Materials provided:
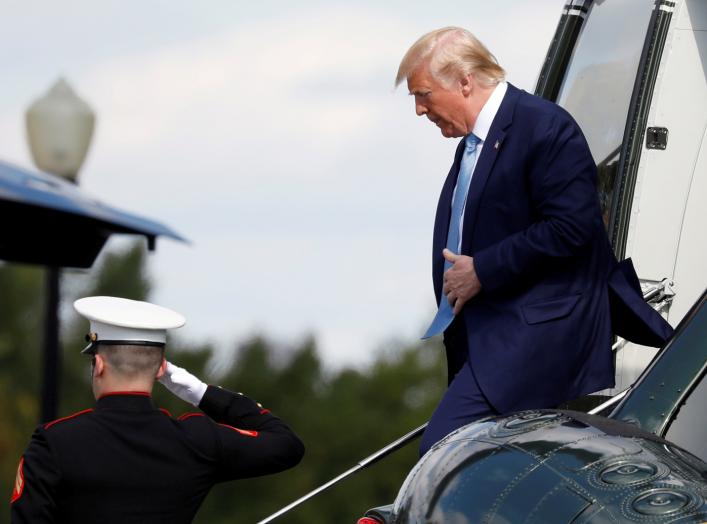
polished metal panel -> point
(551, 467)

==

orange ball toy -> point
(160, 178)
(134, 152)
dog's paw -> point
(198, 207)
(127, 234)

Aim: From the entries above, copy each line that contains the word "point" and leave out all other lines.

Answer to the task:
polished metal panel -> point
orange ball toy -> point
dog's paw -> point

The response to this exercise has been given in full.